Minutes of the Lead Pencil Club: Pulling the Plug on the Electronic Revolution ANNOTATION
From the Lead Pencil Club, here is the complete manifesto, documents, essays, and highlights from worldwide correspondence of the one organization dedicated to the obliteration of computer culture and the reinstatement of the pencil. Includes work from Russell Baker, Sven Birkerts, Nicholson Baker, Wendell Berry, Neil Postman, and Henry David Thoreau.
FROM THE PUBLISHER
Have you just junked your recent, instantly obsolete, computer? Are you thinking of buying your first computer? Do you find that your business and personal life have been invaded by a bewildering array of electronics - from voice and E-mail, to faxes and TVs with hundreds of channels to the wildly hyped Internet and World Wide Web? Do you suffer from info-overload? Do you sometimes think we have lost our souls in a constant quest for speed, entertainment, and convenience? The Minutes of the Lead Pencil Club is a dynamic record of an on-going meeting of minds from as far away as Tasmania, India, and Austria and as close to home as California and New York. This collection will reveal to you what electronic madness has wrought in our lives and society. Through letters, essays, news clips, poems, cartoons, and testimonials, the members of the Lead Pencil Club suggests how you can restore mindfulness, sanity and simplicity to your life and the lives of your children.

• _Recorded data_
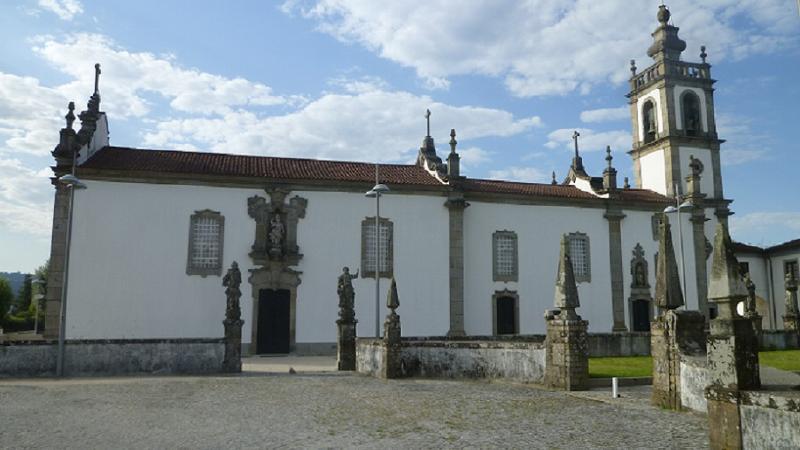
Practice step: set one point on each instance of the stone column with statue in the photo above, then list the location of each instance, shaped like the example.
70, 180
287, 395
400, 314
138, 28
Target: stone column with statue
346, 324
791, 319
233, 322
567, 355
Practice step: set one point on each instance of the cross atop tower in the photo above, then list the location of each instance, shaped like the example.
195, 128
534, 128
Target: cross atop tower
428, 119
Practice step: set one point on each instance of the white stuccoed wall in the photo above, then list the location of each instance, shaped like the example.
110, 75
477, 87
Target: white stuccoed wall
130, 241
539, 230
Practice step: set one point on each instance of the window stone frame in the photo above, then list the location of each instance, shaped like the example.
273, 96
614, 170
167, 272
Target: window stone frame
369, 272
205, 271
496, 276
582, 278
505, 293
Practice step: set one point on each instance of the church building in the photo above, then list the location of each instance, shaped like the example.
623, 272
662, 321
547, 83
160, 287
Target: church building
153, 231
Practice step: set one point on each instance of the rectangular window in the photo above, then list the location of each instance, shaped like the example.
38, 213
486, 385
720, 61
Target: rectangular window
504, 256
790, 266
368, 248
744, 268
580, 256
206, 231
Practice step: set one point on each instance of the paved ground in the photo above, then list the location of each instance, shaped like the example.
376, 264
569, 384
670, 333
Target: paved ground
328, 410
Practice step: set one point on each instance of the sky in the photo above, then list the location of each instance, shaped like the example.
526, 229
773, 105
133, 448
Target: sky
351, 80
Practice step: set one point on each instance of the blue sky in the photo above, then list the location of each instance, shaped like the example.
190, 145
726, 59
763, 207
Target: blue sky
351, 79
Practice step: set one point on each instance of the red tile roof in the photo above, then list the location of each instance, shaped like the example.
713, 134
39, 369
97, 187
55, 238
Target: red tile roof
200, 163
131, 160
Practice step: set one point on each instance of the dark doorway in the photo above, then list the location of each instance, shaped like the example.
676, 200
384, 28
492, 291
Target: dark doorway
273, 321
641, 315
506, 315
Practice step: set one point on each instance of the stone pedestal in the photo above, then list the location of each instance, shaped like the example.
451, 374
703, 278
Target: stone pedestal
233, 346
673, 334
567, 365
392, 367
346, 349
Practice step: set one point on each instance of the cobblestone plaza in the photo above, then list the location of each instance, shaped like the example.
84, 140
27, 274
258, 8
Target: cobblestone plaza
330, 410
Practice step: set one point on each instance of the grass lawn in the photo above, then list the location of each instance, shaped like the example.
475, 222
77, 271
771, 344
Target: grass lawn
781, 359
642, 366
624, 366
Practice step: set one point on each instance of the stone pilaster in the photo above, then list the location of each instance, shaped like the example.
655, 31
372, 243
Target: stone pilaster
673, 334
791, 319
614, 218
732, 348
455, 205
58, 252
392, 367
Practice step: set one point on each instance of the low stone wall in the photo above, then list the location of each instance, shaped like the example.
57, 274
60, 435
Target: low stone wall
770, 419
113, 357
618, 344
694, 379
518, 359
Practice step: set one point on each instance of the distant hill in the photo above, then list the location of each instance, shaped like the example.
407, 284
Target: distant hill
15, 279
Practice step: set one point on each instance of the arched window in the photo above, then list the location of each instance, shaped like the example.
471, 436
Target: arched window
691, 113
649, 121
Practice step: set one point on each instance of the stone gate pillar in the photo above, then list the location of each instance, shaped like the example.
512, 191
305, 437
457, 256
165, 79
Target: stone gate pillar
232, 361
392, 367
673, 333
346, 324
567, 358
732, 348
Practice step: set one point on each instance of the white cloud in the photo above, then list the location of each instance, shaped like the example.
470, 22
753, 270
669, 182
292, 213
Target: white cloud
543, 47
25, 198
64, 9
524, 174
753, 227
364, 126
590, 140
605, 114
128, 76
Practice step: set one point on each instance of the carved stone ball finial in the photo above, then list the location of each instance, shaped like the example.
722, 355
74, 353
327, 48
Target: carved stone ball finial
663, 14
70, 115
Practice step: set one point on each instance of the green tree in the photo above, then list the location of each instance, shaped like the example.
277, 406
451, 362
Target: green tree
6, 297
24, 294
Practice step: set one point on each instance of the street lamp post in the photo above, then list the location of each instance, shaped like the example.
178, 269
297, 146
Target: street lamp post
72, 182
377, 191
677, 208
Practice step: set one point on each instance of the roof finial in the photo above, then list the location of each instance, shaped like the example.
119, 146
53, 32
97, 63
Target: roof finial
70, 115
97, 78
428, 119
575, 138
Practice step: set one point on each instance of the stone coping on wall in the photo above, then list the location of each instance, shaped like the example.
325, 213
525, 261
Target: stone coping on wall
117, 341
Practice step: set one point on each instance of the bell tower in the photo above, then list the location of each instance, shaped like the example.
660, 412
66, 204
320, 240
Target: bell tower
672, 110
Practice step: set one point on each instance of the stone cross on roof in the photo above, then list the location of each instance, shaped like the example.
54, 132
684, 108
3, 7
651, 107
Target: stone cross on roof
97, 78
428, 119
575, 138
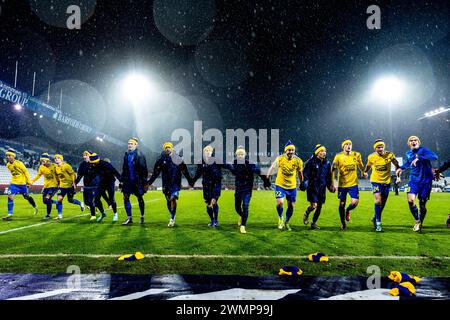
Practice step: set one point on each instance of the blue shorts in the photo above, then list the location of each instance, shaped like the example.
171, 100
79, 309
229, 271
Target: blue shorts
212, 192
132, 188
171, 194
316, 195
18, 188
352, 191
291, 194
382, 188
66, 191
49, 192
422, 190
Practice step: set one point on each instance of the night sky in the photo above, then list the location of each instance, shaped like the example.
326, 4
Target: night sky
304, 67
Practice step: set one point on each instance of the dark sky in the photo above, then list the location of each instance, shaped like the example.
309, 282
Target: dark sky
304, 67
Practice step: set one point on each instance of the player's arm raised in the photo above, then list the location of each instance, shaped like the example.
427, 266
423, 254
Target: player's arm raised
272, 168
156, 172
334, 167
361, 166
36, 178
368, 165
198, 174
398, 171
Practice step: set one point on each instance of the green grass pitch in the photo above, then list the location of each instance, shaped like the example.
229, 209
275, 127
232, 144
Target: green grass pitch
224, 250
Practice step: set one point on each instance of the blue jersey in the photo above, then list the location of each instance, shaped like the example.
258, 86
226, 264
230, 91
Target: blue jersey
89, 174
171, 172
244, 173
211, 173
422, 172
317, 173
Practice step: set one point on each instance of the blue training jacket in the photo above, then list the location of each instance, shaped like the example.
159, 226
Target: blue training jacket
423, 171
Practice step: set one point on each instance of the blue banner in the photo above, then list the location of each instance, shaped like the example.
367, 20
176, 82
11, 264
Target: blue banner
31, 103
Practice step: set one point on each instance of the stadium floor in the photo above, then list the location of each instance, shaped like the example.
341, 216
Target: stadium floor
200, 287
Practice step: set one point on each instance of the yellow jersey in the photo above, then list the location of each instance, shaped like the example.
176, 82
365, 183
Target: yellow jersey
287, 171
50, 177
381, 167
347, 166
65, 174
19, 173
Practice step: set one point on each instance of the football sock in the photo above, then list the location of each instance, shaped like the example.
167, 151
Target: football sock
280, 211
289, 213
342, 214
414, 211
378, 209
10, 206
317, 213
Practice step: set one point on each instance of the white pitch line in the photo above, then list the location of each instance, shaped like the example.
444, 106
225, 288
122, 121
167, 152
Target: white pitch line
138, 295
47, 222
195, 256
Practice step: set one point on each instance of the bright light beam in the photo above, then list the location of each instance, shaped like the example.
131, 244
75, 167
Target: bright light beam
388, 88
137, 88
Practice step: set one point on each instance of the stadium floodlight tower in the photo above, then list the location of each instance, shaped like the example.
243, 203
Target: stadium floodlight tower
137, 88
389, 89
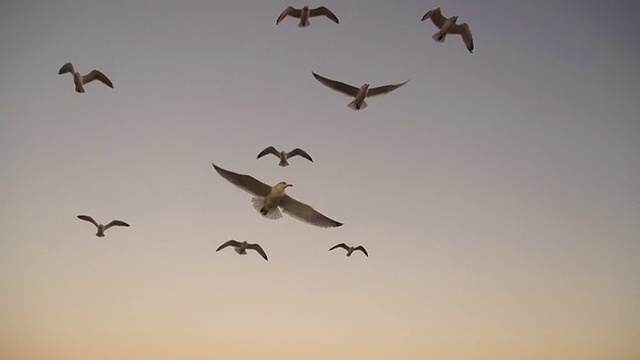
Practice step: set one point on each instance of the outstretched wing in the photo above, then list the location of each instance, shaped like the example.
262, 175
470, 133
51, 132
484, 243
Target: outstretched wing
342, 245
244, 182
324, 11
97, 75
257, 248
289, 11
436, 16
384, 89
337, 85
464, 30
228, 243
88, 218
269, 150
116, 223
68, 67
361, 249
300, 152
306, 213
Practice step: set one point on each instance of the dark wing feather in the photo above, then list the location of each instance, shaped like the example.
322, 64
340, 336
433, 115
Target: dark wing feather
269, 150
300, 152
337, 85
341, 245
228, 243
289, 11
464, 30
257, 248
97, 75
68, 67
361, 249
306, 213
324, 11
384, 89
88, 218
116, 223
436, 16
244, 182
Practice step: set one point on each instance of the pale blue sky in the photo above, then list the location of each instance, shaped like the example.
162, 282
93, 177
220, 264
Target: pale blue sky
498, 193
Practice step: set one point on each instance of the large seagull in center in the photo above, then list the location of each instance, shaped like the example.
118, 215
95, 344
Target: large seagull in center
267, 199
358, 93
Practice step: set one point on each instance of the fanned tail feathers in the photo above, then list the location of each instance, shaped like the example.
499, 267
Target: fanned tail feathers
258, 204
439, 37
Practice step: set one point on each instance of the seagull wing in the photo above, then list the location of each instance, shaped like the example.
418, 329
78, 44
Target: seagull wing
68, 67
384, 89
116, 223
300, 152
228, 243
324, 11
464, 30
342, 245
337, 85
361, 248
436, 16
257, 248
97, 75
88, 218
244, 182
269, 150
289, 11
306, 213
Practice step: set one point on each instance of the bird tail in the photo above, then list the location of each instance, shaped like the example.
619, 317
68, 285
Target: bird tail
353, 105
439, 36
259, 204
304, 23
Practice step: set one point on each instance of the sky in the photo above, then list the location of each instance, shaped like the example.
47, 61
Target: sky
497, 193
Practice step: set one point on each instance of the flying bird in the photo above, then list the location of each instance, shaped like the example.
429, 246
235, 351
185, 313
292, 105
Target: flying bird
80, 80
350, 249
449, 26
305, 13
267, 199
283, 155
241, 247
102, 228
358, 93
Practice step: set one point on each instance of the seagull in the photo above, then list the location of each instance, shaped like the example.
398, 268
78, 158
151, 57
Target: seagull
283, 155
80, 80
102, 228
350, 249
241, 247
449, 26
267, 199
305, 13
359, 93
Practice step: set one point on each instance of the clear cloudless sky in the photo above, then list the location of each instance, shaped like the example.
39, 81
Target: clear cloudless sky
498, 193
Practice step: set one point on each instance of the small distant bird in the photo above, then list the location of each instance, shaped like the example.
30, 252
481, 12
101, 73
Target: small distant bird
358, 93
80, 80
449, 26
241, 247
350, 249
305, 13
102, 228
267, 199
283, 155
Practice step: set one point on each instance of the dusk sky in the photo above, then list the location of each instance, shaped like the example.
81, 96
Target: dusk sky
497, 193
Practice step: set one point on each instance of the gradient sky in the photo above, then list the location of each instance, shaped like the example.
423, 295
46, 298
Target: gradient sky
498, 193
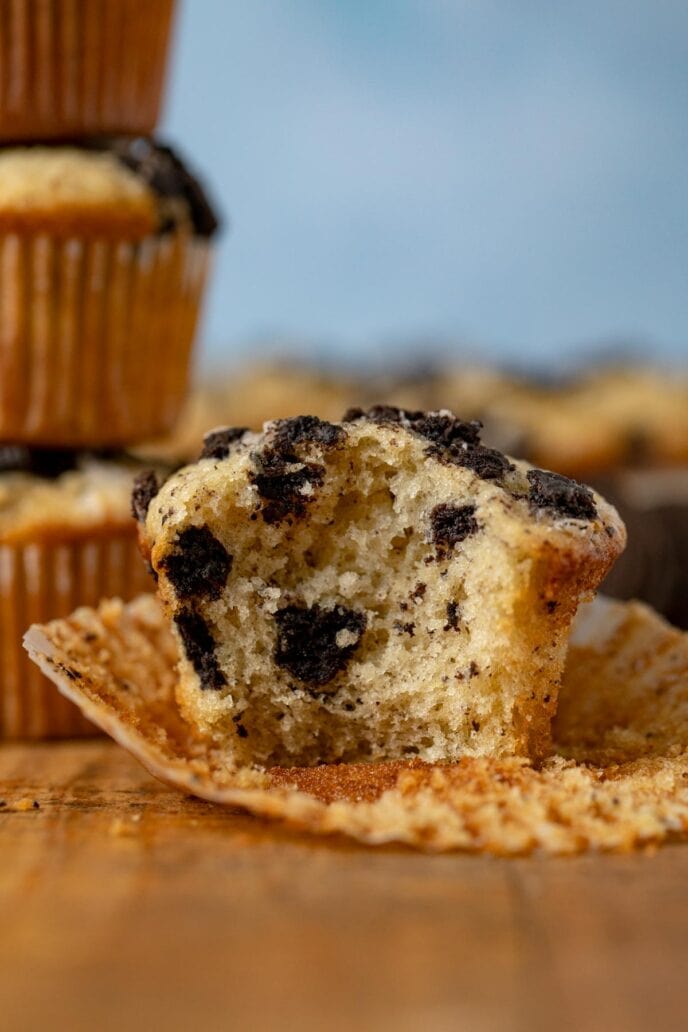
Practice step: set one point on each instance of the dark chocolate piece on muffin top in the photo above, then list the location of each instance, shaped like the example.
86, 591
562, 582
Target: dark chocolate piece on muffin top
389, 593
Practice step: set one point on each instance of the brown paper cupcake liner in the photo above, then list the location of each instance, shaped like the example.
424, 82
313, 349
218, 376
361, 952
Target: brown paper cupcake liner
619, 782
82, 67
96, 336
40, 580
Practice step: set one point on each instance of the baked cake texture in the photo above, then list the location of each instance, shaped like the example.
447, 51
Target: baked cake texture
378, 588
617, 780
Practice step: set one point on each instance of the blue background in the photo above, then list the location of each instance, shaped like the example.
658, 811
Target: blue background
512, 176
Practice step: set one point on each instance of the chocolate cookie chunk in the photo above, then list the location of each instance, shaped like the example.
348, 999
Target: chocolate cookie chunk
561, 495
199, 566
315, 644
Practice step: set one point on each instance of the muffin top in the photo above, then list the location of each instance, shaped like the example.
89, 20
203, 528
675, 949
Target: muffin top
53, 493
117, 187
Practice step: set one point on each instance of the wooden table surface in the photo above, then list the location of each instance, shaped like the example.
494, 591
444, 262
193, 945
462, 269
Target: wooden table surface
126, 906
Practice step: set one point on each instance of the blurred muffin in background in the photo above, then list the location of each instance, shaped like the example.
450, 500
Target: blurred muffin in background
251, 396
67, 539
71, 69
103, 255
600, 419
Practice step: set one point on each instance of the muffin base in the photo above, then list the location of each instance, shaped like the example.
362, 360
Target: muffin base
70, 68
111, 322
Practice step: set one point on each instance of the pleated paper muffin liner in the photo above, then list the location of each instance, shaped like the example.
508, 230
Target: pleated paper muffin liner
40, 580
96, 336
620, 781
78, 67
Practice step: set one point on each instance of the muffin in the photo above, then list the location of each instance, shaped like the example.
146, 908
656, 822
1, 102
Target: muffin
73, 69
371, 589
625, 430
103, 256
66, 539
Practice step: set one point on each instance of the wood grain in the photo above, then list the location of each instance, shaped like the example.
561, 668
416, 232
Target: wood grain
126, 906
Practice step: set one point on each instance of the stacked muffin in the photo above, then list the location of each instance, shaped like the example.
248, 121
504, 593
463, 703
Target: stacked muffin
104, 244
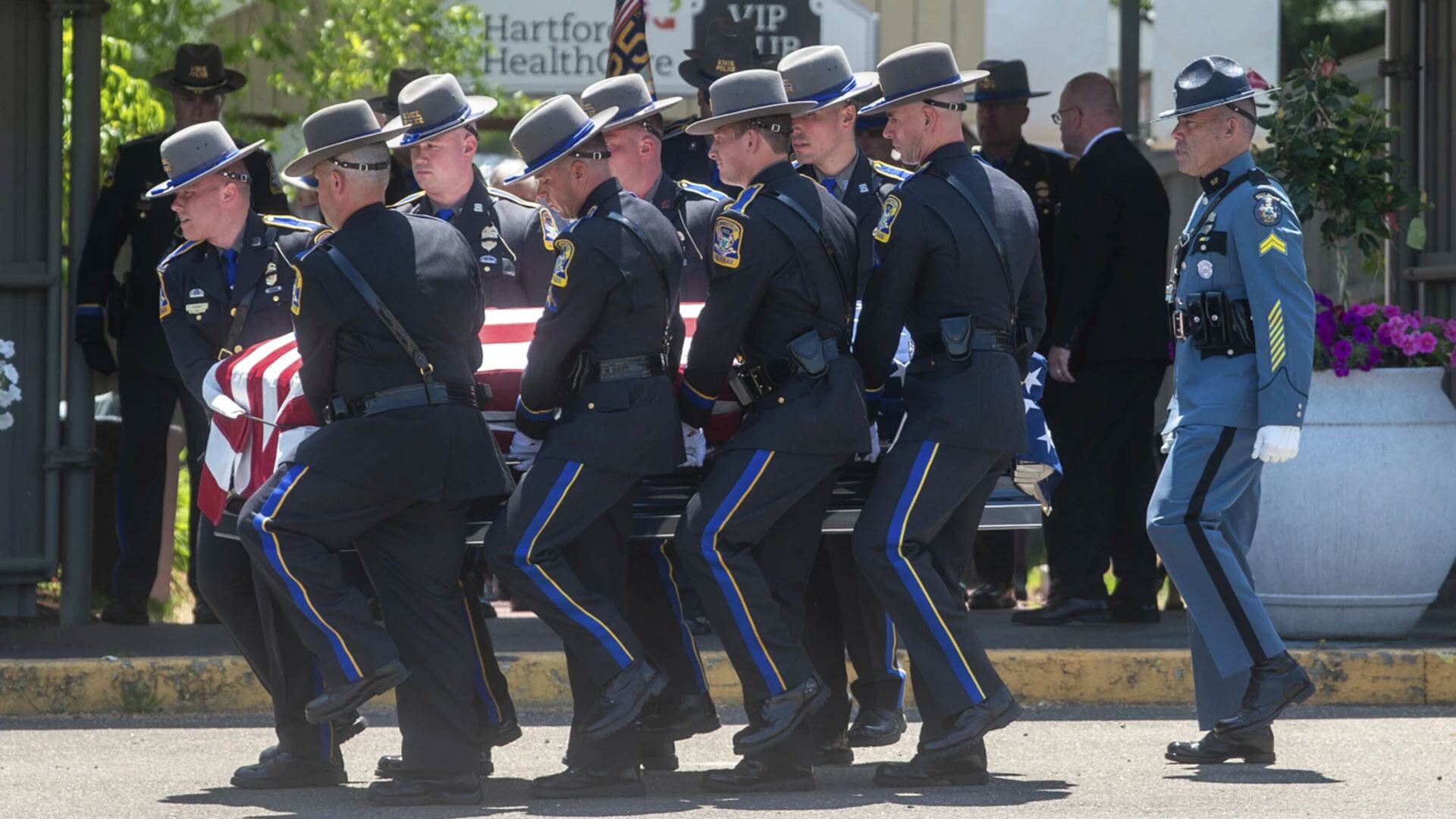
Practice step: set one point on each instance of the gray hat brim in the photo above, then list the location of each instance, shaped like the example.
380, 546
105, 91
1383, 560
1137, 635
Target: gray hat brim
478, 108
303, 167
704, 127
174, 186
599, 121
967, 77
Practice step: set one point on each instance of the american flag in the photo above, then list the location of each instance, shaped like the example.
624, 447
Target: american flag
629, 55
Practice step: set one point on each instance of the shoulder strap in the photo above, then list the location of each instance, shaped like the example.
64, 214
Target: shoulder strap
391, 322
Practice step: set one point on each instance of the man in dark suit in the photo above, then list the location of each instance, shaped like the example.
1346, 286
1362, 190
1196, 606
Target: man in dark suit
1107, 356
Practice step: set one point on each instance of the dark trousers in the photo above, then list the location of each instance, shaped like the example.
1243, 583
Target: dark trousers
1104, 431
294, 528
563, 548
924, 490
843, 615
150, 390
259, 626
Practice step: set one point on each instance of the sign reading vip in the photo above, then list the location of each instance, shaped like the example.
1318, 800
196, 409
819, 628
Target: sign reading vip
561, 46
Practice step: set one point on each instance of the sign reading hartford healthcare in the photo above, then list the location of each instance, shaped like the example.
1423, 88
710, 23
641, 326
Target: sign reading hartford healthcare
561, 46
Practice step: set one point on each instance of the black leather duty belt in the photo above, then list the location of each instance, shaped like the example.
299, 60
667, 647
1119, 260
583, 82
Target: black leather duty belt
403, 398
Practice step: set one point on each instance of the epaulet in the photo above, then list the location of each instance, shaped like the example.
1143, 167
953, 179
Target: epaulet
745, 199
702, 191
893, 171
177, 253
406, 200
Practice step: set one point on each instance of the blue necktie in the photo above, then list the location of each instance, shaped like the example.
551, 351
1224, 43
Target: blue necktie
231, 257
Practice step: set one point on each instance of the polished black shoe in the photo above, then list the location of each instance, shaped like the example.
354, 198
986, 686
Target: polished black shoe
392, 765
875, 727
623, 698
1254, 746
919, 771
340, 700
992, 596
580, 783
344, 729
1060, 611
781, 714
417, 789
287, 771
126, 613
753, 776
996, 711
679, 717
1276, 684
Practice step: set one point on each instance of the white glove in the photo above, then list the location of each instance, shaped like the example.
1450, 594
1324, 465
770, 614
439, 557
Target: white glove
695, 445
1276, 445
525, 449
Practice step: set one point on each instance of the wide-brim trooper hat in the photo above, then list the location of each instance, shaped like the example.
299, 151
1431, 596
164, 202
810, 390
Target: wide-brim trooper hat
919, 72
1210, 82
552, 130
338, 129
194, 153
821, 74
433, 105
629, 95
747, 95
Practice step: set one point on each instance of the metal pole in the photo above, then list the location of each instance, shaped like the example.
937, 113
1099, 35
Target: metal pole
80, 423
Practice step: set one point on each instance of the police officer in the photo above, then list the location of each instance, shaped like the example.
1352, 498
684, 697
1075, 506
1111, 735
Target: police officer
1244, 322
601, 359
1043, 172
959, 265
843, 613
655, 585
147, 381
386, 312
440, 143
781, 297
511, 237
224, 289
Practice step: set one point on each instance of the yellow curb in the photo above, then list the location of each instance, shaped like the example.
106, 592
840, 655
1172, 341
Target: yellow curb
1126, 676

• _Jobs_
a – List every writer the book description names as a contributor to the collection.
b – Extract every line of the entries that contains the string "hill", treating uppercase and lowercase letters as different.
The book description and the entries come from separate, unrelated sources.

• _Task solutions_
a – Russell Baker, Sven Birkerts, Nicholson Baker, Wendell Berry, Neil Postman, Henry David Thoreau

b –
Practice step: set one point on each instance of the distant hill in the photo above, then list the location of each instance, shaped like the example.
Target: distant hill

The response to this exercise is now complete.